Material for this task>
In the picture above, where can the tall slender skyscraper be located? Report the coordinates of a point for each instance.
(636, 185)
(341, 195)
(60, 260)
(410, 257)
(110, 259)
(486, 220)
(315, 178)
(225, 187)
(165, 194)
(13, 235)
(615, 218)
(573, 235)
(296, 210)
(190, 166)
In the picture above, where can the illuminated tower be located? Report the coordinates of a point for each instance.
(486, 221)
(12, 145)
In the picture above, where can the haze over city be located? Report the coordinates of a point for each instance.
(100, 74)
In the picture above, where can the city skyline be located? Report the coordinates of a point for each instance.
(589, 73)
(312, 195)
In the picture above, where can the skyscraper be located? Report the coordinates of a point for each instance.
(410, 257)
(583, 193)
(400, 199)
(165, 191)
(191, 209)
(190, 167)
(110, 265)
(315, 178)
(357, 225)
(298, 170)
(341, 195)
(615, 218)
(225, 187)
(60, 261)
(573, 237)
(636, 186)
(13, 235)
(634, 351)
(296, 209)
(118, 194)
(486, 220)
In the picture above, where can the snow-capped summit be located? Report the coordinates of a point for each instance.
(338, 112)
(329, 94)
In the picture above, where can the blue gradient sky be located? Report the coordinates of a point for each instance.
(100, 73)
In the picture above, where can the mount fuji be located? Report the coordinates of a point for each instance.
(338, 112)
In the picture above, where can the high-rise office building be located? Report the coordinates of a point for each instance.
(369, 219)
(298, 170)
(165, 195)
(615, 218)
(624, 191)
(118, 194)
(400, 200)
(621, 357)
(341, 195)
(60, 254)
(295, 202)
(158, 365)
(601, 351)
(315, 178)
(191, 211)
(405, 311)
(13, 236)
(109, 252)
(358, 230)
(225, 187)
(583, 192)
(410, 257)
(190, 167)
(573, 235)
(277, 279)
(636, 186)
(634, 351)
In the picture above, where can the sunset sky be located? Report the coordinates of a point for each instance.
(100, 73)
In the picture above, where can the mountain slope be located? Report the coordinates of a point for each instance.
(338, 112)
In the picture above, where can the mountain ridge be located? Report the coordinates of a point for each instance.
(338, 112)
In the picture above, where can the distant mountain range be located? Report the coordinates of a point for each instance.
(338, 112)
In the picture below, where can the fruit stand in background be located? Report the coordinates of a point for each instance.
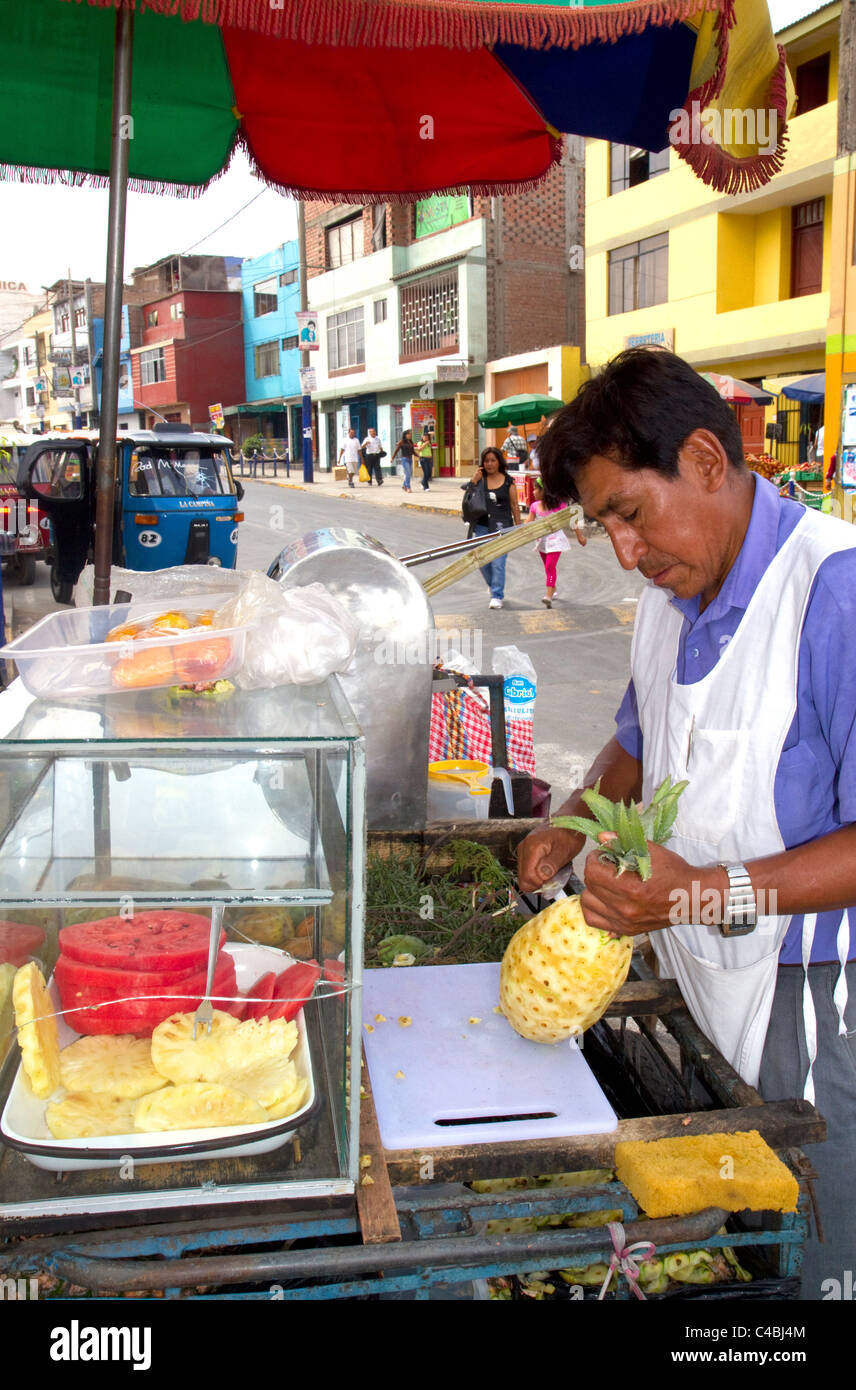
(438, 1221)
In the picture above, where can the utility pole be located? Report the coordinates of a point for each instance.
(75, 391)
(305, 356)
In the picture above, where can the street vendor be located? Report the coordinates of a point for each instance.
(744, 683)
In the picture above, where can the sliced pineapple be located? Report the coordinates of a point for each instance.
(177, 1057)
(7, 1014)
(291, 1104)
(91, 1116)
(268, 1080)
(38, 1034)
(238, 1052)
(196, 1105)
(118, 1065)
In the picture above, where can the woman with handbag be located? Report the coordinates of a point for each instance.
(407, 449)
(502, 512)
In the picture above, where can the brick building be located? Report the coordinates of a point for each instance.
(191, 355)
(413, 300)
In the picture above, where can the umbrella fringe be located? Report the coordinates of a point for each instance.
(413, 24)
(349, 196)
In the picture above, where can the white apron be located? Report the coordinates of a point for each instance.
(724, 734)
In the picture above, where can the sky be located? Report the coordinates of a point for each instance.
(46, 230)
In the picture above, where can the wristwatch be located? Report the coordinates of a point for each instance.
(739, 915)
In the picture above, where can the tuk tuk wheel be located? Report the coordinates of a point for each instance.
(25, 569)
(61, 590)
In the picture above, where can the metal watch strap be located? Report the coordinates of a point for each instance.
(739, 916)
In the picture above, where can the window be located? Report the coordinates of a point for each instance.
(345, 242)
(153, 366)
(806, 248)
(264, 298)
(812, 82)
(430, 317)
(631, 166)
(638, 274)
(345, 339)
(267, 360)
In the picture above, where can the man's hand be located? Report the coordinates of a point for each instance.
(628, 905)
(542, 854)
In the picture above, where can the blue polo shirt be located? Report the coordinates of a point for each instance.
(815, 788)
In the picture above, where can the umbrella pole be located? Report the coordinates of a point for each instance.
(113, 303)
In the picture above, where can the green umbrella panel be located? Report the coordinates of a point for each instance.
(519, 410)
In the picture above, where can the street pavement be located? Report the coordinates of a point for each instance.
(580, 648)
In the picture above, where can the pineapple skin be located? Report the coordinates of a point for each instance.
(559, 975)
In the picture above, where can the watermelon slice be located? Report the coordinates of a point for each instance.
(150, 940)
(142, 1015)
(293, 988)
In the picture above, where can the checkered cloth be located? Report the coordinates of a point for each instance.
(460, 727)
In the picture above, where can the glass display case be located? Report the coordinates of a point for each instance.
(132, 805)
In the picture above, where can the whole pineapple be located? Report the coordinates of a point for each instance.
(559, 975)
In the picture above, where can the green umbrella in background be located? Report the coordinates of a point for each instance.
(519, 410)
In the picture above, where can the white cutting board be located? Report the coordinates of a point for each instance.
(460, 1070)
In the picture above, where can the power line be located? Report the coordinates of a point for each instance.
(256, 196)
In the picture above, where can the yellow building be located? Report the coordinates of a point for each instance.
(734, 284)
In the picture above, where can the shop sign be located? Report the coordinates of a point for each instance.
(662, 338)
(435, 214)
(452, 371)
(307, 330)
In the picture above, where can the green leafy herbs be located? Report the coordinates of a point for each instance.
(632, 827)
(450, 904)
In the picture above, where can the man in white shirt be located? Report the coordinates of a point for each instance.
(352, 455)
(373, 449)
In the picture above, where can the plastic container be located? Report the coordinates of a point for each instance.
(459, 790)
(66, 655)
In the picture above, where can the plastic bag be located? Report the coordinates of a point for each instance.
(296, 637)
(520, 690)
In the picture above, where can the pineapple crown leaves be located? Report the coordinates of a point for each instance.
(632, 827)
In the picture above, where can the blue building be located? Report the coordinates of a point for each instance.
(128, 414)
(271, 296)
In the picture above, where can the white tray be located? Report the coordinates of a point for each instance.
(24, 1126)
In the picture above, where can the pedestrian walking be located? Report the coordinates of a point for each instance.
(503, 512)
(425, 449)
(350, 451)
(373, 452)
(406, 448)
(550, 546)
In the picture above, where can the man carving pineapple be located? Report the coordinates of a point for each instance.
(744, 684)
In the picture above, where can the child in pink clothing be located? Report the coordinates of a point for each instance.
(550, 546)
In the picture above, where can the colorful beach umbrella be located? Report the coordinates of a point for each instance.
(738, 392)
(385, 99)
(808, 388)
(519, 410)
(363, 100)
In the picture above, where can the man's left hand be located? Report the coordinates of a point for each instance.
(628, 905)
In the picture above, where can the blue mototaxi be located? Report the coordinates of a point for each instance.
(175, 501)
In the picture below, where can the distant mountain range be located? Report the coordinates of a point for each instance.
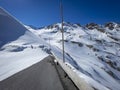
(95, 49)
(91, 51)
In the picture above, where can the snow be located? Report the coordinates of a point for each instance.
(88, 52)
(12, 62)
(93, 54)
(19, 47)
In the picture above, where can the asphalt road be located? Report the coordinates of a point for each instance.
(45, 75)
(41, 76)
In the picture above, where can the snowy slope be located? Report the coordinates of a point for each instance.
(93, 50)
(19, 48)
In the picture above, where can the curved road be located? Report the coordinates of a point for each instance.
(40, 76)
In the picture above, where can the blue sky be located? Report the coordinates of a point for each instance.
(44, 12)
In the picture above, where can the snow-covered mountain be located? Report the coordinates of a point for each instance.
(19, 48)
(94, 50)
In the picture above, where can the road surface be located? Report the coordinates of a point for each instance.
(45, 75)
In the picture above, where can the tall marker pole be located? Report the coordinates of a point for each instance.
(62, 30)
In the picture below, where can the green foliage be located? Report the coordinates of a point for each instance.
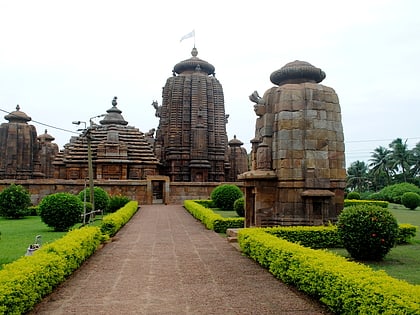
(353, 195)
(26, 281)
(355, 202)
(117, 202)
(393, 193)
(112, 222)
(211, 220)
(308, 236)
(345, 287)
(225, 195)
(367, 232)
(406, 232)
(410, 200)
(61, 210)
(100, 196)
(14, 202)
(239, 206)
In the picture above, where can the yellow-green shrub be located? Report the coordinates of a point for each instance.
(355, 202)
(112, 222)
(76, 246)
(26, 281)
(211, 220)
(345, 287)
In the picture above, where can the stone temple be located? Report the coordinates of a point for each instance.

Required task> Print once more, exactly, the lines from the one with "In the picture above, where can the tall marker" through the last line of the data, both ends included, without any pictures.

Complete answer>
In the picture above, where can the tall marker pole be located? Report the coordinates of a point for each instance.
(62, 30)
In the picture below, where can the green foliage be located? Report the coordinates of a point for each instance.
(353, 195)
(26, 281)
(355, 202)
(117, 202)
(393, 193)
(112, 222)
(211, 220)
(308, 236)
(345, 287)
(225, 195)
(367, 232)
(406, 232)
(410, 200)
(61, 210)
(100, 196)
(14, 202)
(239, 206)
In the picture above, where can the yellow-green shrub be located? Report the coordinates of a point for each instance.
(355, 202)
(112, 222)
(76, 246)
(26, 281)
(211, 220)
(345, 287)
In the picture above, where can the stone temple be located? Report the coordinates of a point for each instance.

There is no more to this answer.